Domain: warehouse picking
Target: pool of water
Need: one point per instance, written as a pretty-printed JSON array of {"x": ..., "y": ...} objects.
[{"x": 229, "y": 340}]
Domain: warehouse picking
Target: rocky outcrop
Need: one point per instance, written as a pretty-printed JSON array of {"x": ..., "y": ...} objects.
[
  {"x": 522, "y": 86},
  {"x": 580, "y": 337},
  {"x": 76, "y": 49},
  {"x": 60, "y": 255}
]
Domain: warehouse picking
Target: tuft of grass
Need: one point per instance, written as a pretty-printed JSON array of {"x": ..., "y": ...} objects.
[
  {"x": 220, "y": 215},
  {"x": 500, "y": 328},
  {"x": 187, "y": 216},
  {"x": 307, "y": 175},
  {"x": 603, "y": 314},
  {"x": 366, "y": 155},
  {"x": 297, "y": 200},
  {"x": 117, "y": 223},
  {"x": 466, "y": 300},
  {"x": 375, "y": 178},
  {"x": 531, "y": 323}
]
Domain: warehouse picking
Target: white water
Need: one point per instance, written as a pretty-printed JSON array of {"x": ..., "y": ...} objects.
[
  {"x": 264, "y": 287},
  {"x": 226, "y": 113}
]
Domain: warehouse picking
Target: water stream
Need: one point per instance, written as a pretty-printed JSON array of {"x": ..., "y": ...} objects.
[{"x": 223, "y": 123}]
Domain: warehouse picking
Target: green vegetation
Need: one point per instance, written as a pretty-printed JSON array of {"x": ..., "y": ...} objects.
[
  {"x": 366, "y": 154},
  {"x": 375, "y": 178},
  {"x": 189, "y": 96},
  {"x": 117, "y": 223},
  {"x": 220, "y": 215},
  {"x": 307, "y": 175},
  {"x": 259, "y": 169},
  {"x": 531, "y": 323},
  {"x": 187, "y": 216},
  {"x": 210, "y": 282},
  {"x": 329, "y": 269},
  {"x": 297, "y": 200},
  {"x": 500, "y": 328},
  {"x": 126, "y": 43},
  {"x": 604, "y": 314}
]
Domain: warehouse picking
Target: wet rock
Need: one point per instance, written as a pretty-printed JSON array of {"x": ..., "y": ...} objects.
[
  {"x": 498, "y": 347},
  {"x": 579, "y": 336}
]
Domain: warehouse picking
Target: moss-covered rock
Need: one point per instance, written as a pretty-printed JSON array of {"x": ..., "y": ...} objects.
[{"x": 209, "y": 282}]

YOUR TASK: Copy down the whole of the data above, matching it exactly.

EXERCISE RESPONSE:
Domain: warehouse picking
Target: pool of water
Need: one point per instance, written as a pretty-printed JSON array of {"x": ..., "y": ...} objects.
[{"x": 229, "y": 340}]
Domain: warehouse picking
Target: rocky outcrop
Need: one point per instance, written as a pretty-printed JSON array of {"x": ..., "y": ...} objects.
[
  {"x": 522, "y": 86},
  {"x": 580, "y": 337},
  {"x": 76, "y": 49},
  {"x": 60, "y": 255}
]
Domain: warehouse picking
Target: tuft of grass
Need: one point per instance, written as a pretty-printed JSON array of {"x": ..., "y": ...} objects.
[
  {"x": 220, "y": 215},
  {"x": 500, "y": 328},
  {"x": 187, "y": 216},
  {"x": 307, "y": 175},
  {"x": 603, "y": 314},
  {"x": 366, "y": 155},
  {"x": 297, "y": 200},
  {"x": 117, "y": 223},
  {"x": 466, "y": 300},
  {"x": 375, "y": 178},
  {"x": 531, "y": 323}
]
Domain: warehouse picking
Target: white water
Need: one point per instance, written as a pretty-printed JSON array of {"x": ..., "y": ...} objects.
[
  {"x": 264, "y": 287},
  {"x": 226, "y": 113}
]
Domain: warehouse picking
Target: water stream
Need: one point per instance, written as a pretty-printed JSON array of {"x": ..., "y": ...} objects.
[{"x": 223, "y": 123}]
Domain: warehouse picking
Target: green vegetation
Need: one point per instance, written as a pretty-printed JSON array of {"x": ..., "y": ...} objects.
[
  {"x": 366, "y": 154},
  {"x": 375, "y": 178},
  {"x": 189, "y": 96},
  {"x": 117, "y": 223},
  {"x": 220, "y": 215},
  {"x": 307, "y": 175},
  {"x": 259, "y": 169},
  {"x": 531, "y": 323},
  {"x": 187, "y": 216},
  {"x": 210, "y": 282},
  {"x": 329, "y": 269},
  {"x": 297, "y": 200},
  {"x": 500, "y": 328},
  {"x": 126, "y": 43},
  {"x": 604, "y": 314}
]
Domain: warehouse picking
Target: wet rock
Need: one point per instance, written as a pretty-printed JSON array of {"x": ..., "y": ...} objects.
[
  {"x": 498, "y": 347},
  {"x": 579, "y": 336}
]
Domain: warehouse picking
Target: moss-covered rock
Need: one point per instance, written as a pretty-printed JSON array of {"x": ..., "y": ...} objects.
[{"x": 209, "y": 282}]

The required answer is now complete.